#### [Data provided]
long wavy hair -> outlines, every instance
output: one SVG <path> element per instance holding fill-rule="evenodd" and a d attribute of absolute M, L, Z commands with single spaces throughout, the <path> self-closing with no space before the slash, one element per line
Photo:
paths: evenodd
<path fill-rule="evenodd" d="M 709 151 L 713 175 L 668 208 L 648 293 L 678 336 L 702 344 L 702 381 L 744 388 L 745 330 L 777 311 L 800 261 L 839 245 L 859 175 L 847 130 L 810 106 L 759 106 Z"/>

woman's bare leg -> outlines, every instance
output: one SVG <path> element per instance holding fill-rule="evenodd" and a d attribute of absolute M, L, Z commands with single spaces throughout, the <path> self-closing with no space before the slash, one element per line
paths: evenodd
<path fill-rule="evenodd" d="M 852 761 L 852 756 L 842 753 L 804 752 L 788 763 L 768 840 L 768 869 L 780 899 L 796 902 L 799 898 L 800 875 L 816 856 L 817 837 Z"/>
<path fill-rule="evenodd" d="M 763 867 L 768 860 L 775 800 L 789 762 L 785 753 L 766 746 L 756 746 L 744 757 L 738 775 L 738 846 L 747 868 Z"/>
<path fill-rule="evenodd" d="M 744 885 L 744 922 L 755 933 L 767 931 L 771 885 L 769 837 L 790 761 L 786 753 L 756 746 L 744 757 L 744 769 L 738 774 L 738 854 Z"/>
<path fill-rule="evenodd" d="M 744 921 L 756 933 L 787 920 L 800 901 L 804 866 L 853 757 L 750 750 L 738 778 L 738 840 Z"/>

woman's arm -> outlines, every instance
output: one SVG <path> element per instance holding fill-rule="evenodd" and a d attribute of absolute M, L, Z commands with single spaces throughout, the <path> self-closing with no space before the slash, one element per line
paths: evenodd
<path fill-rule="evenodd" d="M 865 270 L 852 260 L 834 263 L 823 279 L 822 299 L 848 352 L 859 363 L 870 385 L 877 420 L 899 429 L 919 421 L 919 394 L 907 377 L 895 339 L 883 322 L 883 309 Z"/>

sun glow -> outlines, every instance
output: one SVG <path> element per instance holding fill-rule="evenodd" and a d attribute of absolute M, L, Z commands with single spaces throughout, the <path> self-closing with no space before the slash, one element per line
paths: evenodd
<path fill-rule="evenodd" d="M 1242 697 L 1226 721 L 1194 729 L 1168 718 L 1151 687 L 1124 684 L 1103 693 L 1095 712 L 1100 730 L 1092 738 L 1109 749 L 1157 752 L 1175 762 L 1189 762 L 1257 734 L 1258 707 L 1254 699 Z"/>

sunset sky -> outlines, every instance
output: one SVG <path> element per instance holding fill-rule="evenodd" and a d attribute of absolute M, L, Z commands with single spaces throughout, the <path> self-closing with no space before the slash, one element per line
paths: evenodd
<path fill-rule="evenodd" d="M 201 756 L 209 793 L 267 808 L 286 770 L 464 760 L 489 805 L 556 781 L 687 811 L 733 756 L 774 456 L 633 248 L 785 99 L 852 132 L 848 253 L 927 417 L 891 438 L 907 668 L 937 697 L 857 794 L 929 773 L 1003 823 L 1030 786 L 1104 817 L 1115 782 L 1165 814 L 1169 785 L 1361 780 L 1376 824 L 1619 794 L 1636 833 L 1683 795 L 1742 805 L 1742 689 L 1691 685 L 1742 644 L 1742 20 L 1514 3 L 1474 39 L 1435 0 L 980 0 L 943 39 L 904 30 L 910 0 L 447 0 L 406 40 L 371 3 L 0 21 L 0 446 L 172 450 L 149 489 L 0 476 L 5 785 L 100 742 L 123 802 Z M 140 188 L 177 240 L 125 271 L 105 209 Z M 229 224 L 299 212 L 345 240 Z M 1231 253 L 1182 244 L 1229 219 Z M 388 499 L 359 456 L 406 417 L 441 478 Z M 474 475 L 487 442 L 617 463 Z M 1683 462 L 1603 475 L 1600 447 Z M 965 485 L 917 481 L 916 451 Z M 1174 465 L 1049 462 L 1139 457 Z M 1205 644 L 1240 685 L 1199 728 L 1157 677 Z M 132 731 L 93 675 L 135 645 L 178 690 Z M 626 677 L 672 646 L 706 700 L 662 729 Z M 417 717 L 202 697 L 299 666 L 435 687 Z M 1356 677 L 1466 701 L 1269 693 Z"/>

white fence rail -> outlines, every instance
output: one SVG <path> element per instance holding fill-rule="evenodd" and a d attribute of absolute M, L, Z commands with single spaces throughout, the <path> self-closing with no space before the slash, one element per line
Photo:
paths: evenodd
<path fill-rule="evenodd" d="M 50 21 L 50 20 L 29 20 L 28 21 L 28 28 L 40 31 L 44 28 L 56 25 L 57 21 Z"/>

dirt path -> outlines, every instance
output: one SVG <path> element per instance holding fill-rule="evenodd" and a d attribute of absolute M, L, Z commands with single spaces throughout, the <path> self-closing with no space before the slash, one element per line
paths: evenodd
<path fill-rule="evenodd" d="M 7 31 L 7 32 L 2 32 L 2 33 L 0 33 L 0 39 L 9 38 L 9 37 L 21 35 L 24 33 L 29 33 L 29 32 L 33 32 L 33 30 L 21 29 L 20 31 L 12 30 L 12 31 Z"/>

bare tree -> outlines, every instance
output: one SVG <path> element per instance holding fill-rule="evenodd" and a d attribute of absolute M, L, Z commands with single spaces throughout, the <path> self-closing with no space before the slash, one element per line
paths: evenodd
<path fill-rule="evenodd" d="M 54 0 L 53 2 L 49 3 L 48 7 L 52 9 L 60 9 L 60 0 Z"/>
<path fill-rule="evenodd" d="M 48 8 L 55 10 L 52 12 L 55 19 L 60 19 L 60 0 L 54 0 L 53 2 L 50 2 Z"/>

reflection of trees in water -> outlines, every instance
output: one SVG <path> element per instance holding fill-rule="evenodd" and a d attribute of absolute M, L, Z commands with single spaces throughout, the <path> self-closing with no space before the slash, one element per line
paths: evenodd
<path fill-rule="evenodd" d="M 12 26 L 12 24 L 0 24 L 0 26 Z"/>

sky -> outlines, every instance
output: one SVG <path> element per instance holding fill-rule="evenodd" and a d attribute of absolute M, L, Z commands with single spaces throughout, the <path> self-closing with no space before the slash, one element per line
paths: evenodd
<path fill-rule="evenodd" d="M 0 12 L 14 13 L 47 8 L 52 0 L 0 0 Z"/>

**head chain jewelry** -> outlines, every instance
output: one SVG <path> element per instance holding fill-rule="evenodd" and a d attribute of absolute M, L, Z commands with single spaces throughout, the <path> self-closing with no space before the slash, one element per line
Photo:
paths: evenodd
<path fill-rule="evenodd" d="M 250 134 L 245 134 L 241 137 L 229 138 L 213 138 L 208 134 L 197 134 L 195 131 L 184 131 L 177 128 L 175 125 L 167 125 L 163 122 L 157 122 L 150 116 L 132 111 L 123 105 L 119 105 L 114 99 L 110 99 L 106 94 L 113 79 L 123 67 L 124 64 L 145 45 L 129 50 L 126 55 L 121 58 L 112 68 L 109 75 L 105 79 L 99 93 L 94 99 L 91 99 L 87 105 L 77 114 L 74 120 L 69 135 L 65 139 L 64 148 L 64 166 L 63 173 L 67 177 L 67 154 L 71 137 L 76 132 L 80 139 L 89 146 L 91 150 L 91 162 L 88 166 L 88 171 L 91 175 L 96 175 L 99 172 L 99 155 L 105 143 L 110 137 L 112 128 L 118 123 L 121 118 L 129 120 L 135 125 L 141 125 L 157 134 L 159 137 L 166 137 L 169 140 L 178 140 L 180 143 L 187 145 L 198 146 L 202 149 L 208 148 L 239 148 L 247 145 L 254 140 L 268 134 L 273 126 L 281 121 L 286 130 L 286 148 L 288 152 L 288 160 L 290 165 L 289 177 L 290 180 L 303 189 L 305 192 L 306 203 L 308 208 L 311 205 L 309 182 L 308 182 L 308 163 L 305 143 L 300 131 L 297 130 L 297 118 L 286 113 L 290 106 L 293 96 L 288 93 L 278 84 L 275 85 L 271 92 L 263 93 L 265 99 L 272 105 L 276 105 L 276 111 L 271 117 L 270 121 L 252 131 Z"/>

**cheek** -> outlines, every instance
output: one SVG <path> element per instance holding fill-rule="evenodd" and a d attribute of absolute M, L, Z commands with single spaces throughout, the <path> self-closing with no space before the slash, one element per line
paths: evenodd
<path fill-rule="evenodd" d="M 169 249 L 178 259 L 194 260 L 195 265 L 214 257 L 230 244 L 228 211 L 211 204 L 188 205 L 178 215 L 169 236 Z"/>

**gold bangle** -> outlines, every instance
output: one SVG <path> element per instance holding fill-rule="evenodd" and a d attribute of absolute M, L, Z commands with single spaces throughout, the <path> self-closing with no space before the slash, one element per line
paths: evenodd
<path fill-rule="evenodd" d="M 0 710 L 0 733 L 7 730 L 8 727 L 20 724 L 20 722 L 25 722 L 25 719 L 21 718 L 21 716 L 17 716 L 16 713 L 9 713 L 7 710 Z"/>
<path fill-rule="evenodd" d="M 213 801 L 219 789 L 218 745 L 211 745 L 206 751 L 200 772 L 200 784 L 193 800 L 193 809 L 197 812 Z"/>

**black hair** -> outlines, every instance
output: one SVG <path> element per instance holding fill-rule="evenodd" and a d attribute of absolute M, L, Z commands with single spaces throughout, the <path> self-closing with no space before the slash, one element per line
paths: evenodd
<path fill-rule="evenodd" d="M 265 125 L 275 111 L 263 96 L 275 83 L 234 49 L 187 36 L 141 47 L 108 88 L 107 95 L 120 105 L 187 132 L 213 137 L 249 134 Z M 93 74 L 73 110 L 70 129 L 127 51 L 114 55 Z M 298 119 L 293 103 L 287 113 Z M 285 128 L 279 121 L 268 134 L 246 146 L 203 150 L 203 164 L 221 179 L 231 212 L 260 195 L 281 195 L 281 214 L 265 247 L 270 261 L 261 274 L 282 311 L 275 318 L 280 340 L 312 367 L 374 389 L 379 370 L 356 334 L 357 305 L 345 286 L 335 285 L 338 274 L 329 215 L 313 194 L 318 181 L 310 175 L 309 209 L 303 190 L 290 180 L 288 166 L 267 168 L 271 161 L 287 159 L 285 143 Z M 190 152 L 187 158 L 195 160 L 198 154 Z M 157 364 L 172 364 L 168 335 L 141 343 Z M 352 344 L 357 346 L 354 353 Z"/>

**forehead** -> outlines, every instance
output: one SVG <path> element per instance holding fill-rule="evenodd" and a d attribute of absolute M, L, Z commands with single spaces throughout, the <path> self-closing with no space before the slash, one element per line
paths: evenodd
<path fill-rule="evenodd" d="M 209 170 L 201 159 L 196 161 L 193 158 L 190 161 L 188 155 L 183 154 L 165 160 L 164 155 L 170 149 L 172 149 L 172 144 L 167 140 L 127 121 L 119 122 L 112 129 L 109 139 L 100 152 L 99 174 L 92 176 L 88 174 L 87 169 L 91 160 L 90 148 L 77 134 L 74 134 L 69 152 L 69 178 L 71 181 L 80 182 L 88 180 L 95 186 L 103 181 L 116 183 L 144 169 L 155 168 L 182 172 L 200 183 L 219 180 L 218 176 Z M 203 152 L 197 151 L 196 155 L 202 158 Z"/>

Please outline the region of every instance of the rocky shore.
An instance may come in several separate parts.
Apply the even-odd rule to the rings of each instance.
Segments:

#### [Brief]
Where does the word "hair" appear in the material above? Copy every line that holds it.

#### [Written response]
long wavy hair -> outlines, every instance
**black hair** -> outlines, every instance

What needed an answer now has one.